*** DATA TO USE

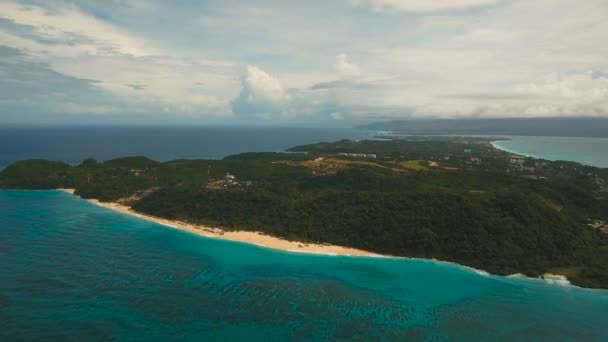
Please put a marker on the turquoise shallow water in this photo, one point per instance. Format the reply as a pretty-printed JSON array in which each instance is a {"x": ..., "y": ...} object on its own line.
[
  {"x": 590, "y": 151},
  {"x": 75, "y": 271}
]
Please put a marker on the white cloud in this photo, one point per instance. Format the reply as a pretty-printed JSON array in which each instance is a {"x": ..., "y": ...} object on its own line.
[
  {"x": 423, "y": 6},
  {"x": 344, "y": 68},
  {"x": 262, "y": 95},
  {"x": 87, "y": 34},
  {"x": 442, "y": 58}
]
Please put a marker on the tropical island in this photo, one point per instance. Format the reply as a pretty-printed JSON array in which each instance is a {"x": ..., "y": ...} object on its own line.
[{"x": 455, "y": 199}]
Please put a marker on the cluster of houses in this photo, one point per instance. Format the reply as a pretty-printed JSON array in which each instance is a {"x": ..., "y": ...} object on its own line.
[
  {"x": 598, "y": 224},
  {"x": 357, "y": 155},
  {"x": 229, "y": 182},
  {"x": 518, "y": 162}
]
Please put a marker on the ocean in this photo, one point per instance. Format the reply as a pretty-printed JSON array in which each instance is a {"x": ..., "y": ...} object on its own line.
[
  {"x": 74, "y": 144},
  {"x": 75, "y": 271},
  {"x": 590, "y": 151}
]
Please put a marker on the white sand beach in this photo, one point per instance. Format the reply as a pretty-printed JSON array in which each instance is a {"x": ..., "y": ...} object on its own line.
[{"x": 255, "y": 238}]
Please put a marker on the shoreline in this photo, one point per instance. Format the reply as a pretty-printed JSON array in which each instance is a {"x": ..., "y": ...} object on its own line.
[
  {"x": 250, "y": 237},
  {"x": 275, "y": 243}
]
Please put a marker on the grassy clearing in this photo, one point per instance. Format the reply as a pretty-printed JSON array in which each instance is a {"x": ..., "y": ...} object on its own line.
[{"x": 413, "y": 165}]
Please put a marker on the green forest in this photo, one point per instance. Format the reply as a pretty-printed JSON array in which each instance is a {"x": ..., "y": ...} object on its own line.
[{"x": 456, "y": 199}]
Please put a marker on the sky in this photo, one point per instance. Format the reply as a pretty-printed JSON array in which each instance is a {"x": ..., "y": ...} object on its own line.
[{"x": 333, "y": 61}]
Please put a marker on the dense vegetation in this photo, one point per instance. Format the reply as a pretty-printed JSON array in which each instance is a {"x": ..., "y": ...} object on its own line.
[{"x": 457, "y": 200}]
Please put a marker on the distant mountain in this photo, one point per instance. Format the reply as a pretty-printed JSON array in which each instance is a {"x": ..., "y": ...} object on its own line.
[{"x": 563, "y": 127}]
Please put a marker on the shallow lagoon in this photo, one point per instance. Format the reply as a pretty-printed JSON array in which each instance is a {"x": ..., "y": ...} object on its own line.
[{"x": 71, "y": 269}]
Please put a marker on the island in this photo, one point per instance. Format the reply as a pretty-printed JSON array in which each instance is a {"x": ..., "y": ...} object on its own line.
[{"x": 455, "y": 199}]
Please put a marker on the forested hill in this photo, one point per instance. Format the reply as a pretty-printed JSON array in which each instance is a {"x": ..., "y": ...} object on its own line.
[{"x": 458, "y": 200}]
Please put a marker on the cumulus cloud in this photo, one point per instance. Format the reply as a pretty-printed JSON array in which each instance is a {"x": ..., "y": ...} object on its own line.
[
  {"x": 344, "y": 68},
  {"x": 261, "y": 95},
  {"x": 423, "y": 6}
]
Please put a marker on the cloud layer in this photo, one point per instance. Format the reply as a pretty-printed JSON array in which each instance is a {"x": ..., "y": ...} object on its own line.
[{"x": 275, "y": 60}]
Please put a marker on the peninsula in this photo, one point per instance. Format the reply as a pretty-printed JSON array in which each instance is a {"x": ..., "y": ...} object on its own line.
[{"x": 455, "y": 199}]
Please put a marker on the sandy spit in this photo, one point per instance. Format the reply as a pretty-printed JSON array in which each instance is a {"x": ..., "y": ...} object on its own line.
[{"x": 255, "y": 238}]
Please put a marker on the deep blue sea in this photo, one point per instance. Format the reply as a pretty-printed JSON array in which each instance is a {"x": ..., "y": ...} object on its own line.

******

Rewrite the records from the line containing "Please put a marker on the cumulus" through the end of the records, inclusive, keeping every request unchanged. Shift each x and y coordinate in the answers by adding 85.

Please put a marker on the cumulus cloud in this photo, one point per instance. Format the reply as a pretty-printed JSON array in which each instance is a {"x": ..., "y": ...} object on its own line.
[
  {"x": 429, "y": 153},
  {"x": 346, "y": 180},
  {"x": 508, "y": 91}
]
Please put a marker on the cloud layer in this photo, one point per instance. Format the reply as a pretty-printed JSON array in which each instance is a {"x": ..., "y": ...} object on its own line.
[{"x": 360, "y": 145}]
Please put a marker on the peninsula in this photo, one point per instance. Format the reply as a pretty-printed JSON array in which each instance is a {"x": ..., "y": ...} object on its own line.
[{"x": 540, "y": 284}]
Please put a marker on the sandy spit in this photo, one point per instance. Format the reply as a pretty-printed JSON array in which each instance is a {"x": ..., "y": ...} object on its own line.
[{"x": 340, "y": 323}]
Please put a marker on the deep blue sea in this photo, one point per instance. Format the reply as a pretty-printed JSON array in which each instance is a {"x": ..., "y": ...} object on its own line.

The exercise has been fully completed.